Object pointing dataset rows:
○ ○ ○ ○ ○

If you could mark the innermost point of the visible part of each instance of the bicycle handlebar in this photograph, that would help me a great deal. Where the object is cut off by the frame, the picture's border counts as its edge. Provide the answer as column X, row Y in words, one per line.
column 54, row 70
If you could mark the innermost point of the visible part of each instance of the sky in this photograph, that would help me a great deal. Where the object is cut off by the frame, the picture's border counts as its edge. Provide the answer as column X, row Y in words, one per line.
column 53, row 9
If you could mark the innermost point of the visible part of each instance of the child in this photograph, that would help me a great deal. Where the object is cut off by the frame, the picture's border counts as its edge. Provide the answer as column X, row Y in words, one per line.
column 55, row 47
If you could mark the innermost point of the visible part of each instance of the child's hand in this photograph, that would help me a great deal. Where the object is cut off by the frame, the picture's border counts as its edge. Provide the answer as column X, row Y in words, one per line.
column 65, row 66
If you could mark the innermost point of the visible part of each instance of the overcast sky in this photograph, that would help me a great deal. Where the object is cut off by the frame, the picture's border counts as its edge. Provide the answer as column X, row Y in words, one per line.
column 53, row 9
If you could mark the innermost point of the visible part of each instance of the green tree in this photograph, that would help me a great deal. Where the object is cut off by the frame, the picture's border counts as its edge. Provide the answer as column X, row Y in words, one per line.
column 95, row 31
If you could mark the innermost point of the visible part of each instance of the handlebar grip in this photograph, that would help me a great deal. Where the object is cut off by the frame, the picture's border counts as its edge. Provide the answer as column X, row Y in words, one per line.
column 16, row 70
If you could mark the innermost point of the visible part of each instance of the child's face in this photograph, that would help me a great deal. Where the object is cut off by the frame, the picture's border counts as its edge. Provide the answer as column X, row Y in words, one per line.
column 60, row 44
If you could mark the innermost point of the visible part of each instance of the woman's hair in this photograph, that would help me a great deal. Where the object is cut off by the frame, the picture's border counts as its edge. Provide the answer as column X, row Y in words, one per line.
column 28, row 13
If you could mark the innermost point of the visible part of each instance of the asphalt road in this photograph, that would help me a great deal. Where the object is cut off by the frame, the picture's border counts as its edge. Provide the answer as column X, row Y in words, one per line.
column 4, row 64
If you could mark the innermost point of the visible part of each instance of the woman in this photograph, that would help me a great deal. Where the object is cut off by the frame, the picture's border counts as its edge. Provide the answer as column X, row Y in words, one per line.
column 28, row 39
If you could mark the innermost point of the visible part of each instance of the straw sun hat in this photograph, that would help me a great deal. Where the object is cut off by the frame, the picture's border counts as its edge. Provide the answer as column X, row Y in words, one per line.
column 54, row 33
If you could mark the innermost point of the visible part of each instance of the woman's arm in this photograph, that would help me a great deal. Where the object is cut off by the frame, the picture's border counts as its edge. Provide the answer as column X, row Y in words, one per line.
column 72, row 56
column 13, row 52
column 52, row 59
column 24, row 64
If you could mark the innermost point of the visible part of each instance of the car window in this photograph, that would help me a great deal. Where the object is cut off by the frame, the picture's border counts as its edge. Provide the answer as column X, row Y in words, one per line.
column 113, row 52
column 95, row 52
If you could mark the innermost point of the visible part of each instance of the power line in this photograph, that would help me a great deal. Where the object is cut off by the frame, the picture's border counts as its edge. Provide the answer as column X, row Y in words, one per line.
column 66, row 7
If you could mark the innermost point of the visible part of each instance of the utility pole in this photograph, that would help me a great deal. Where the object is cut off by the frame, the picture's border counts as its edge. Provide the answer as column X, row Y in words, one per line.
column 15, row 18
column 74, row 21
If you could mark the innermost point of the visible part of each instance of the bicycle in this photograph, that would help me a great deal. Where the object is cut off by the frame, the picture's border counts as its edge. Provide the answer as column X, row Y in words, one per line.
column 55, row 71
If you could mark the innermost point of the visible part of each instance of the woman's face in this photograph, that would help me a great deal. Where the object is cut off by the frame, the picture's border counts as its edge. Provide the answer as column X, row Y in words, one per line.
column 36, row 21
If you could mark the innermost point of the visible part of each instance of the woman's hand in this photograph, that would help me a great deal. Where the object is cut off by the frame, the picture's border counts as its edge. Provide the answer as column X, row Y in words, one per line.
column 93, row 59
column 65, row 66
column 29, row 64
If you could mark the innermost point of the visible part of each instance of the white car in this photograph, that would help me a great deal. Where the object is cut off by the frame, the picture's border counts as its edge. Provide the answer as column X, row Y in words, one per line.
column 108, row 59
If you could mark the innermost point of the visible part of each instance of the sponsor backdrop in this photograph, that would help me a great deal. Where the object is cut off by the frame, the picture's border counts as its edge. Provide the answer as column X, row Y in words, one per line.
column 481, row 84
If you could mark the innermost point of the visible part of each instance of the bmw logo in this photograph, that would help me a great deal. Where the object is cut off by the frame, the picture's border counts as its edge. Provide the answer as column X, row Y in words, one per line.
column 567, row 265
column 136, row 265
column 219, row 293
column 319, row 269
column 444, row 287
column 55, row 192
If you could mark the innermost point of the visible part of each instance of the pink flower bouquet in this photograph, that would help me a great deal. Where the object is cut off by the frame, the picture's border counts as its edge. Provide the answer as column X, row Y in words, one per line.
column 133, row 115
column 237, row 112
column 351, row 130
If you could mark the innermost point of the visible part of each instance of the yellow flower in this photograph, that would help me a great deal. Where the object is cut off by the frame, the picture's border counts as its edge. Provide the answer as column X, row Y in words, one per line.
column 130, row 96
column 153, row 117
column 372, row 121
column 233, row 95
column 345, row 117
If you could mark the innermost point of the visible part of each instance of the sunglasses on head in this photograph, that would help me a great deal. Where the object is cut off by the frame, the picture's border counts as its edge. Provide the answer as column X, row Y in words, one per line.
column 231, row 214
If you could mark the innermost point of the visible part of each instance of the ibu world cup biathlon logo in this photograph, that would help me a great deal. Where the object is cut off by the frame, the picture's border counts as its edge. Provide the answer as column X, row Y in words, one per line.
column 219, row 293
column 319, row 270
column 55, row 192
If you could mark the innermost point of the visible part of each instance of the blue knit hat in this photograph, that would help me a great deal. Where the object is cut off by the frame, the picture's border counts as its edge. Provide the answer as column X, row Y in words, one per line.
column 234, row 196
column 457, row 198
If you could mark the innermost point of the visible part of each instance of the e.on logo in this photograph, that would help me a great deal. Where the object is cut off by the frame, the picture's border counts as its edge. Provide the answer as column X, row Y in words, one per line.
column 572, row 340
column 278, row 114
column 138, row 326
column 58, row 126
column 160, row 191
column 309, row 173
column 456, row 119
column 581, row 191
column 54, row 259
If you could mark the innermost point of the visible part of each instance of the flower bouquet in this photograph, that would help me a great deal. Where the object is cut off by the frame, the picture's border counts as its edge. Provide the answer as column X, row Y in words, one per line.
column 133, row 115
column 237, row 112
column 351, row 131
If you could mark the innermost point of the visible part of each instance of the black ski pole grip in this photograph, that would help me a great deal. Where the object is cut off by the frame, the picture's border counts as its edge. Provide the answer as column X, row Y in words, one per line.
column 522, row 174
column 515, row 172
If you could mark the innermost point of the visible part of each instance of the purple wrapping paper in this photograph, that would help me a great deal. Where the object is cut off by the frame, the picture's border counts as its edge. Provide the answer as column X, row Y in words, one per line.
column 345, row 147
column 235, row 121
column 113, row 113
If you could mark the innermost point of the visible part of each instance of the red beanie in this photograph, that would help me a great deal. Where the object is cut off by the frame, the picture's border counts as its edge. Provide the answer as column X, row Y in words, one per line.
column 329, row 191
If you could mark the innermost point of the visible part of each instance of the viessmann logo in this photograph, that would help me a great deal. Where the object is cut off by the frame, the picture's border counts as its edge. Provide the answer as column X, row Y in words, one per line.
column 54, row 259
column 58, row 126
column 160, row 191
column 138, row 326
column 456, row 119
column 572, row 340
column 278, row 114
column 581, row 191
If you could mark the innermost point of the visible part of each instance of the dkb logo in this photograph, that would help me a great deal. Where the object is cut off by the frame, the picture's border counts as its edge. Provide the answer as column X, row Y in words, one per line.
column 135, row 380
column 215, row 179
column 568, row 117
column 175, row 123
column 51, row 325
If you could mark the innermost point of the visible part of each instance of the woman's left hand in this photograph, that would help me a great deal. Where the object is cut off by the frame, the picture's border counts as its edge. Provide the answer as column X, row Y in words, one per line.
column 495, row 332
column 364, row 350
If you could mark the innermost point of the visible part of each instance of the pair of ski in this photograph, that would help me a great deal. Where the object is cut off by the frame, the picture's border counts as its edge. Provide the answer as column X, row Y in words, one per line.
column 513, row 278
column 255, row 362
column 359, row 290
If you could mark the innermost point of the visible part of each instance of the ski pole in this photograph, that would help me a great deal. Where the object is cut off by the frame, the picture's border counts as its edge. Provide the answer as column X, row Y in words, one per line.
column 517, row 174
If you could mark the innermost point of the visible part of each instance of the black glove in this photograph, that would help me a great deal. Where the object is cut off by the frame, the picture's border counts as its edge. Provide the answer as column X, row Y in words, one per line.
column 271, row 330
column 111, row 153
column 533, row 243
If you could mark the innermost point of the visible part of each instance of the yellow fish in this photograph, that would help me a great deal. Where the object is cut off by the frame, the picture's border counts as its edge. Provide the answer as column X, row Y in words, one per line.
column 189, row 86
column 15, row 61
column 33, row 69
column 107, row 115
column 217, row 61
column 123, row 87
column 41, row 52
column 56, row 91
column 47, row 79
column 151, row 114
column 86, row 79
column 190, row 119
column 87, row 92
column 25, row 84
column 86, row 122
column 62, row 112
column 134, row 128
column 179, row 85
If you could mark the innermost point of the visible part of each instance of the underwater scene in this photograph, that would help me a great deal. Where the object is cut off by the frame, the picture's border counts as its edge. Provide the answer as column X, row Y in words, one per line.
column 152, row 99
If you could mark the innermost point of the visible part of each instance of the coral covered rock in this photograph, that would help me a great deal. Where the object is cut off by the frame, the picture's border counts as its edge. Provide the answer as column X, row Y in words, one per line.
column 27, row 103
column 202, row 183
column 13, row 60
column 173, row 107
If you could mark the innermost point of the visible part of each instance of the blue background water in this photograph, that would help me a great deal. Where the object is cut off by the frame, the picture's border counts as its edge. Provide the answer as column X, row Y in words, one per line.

○ ○ ○ ○ ○

> **WHAT THE EXERCISE ASKS**:
Give the lines from the one containing "the yellow fish" through the end of the entries again, exactly as written and with no other lines.

> **ANSWER**:
If you could mark the innermost point of the visible part of each instance of the yellow fish in this photograph, that would help me a great deal. Where the object is cut off by the frame, the picture's border counts as its edge. Provide the answer as column X, row Y in words, one per line.
column 189, row 86
column 15, row 61
column 33, row 69
column 107, row 115
column 217, row 61
column 123, row 87
column 41, row 52
column 56, row 91
column 47, row 79
column 151, row 114
column 86, row 79
column 190, row 119
column 87, row 92
column 25, row 84
column 86, row 122
column 62, row 112
column 134, row 128
column 179, row 85
If you could mark the innermost point of the visible part of each instance of the underwater scene in this photograph, that would help me a great deal. Where the object is cut off by the frame, the picture's border counts as its edge. Provide the answer as column X, row Y in words, one per line.
column 152, row 99
If you could mark the innermost point of the visible part of each instance of the coral covered rock in this photograph, that would help me a great deal. Where the object is cut off by the frame, the picture's border counts as its edge. Provide the answer as column X, row Y in words, one per line.
column 27, row 103
column 202, row 183
column 13, row 60
column 173, row 107
If you could mark the innermost point of the visible part of each instance of the blue background water in this photograph, that would help me a great deal. Where the object is cut off by the frame, the picture's border counts as its edge. Provide the answer as column X, row Y in words, one per line.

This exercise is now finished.